• GIVEN PROBLEM A: Using the passage on Ambisonics, explain why merely capturing the wavefronts at a soundfield microphone and recreating them at the listener would give disappointing results.
• GIVEN PROBLEM B: According to the passage on Ambisonics, what ratio between long and short sides did the speaker rectangle need in the very first Ambisonic decoders?

• TEXT TO READ:
Ambisonics attempts to use the available loudspeakers to recreate the original soundfield (as a result, small speakers are very effective as they work together in this task). But there is more to this than meets the eye. If all that was involved to capture the wavefronts impinging upon a soundfield mic and recreate them so as to impinge on the listener during replay, the results would be disappointing: you could only hear the effect at a single point in the room, and the "sweet spot" would at best be the size of a football. That was the problem with traditional surround systems – Ambisonics had to do better. It succeeded, using not only level to localize the sound sources, but by using phase and other directional cues in addition. The Ambisonics team based their surround scheme on careful research in psychoacoustics and human hearing mechanisms as well as the pure physics of the problem, taking advantage of different localization systems in different frequency ranges.

The system had a number of noticeable benefits. First of all, you could put the speakers more or less where you wanted them. In the very first Ambisonic decoders, you could place the four speakers in almost any rectangle, as long as the ratio between long and short sides was between 2:1 and 1:2. You simply placed the speakers in convenient places and set a layout control accordingly. Today’s digital decoders can handle different numbers of speakers in many different layouts.

• SUPPLIED ENTRIES:
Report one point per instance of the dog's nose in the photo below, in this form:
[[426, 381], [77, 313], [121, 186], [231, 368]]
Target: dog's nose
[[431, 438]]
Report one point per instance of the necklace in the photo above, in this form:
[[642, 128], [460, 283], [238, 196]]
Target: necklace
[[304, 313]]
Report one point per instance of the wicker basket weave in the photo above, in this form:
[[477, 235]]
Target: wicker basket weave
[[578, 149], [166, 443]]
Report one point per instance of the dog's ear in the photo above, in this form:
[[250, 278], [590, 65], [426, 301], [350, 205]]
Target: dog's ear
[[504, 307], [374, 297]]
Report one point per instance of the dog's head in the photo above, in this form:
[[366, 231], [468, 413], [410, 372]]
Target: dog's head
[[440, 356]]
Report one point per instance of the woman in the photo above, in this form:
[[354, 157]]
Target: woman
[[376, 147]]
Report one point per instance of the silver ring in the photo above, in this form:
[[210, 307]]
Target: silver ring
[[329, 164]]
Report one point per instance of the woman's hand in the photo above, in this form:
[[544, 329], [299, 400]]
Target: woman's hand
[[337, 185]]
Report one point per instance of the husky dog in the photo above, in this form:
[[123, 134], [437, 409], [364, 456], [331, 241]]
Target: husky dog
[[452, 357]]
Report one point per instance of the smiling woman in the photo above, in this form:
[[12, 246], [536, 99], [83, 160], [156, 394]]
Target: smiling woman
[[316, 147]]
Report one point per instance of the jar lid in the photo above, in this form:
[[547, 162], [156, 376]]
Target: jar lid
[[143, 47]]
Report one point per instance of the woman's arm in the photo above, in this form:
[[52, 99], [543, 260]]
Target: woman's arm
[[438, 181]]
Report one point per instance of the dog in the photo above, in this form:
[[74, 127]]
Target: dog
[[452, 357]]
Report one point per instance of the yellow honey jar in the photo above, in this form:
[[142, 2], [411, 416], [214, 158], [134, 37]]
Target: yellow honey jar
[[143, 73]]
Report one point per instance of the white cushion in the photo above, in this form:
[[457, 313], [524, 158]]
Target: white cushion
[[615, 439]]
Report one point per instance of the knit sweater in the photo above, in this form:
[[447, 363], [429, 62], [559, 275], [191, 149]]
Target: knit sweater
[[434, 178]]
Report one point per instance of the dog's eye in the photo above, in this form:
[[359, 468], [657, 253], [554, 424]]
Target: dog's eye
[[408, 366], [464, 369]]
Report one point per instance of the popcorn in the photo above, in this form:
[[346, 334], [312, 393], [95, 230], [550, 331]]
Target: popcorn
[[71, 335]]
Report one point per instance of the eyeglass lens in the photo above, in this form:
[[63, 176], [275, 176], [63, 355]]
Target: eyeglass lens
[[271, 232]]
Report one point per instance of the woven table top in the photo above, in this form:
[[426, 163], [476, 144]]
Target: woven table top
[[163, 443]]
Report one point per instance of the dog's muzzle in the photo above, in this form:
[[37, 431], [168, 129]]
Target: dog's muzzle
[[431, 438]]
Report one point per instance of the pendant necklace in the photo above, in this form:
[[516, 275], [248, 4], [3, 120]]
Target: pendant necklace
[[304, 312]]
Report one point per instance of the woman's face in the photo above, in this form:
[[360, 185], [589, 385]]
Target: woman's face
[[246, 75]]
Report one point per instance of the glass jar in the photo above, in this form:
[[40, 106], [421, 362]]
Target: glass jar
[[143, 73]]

• WRITTEN RESPONSE A: The effect could be heard at only a single point in the room, so the "sweet spot" would at best be about the size of a football. That was the problem with traditional surround systems, which Ambisonics had to improve upon.

• WRITTEN RESPONSE B: The ratio had to be between 2:1 and 1:2.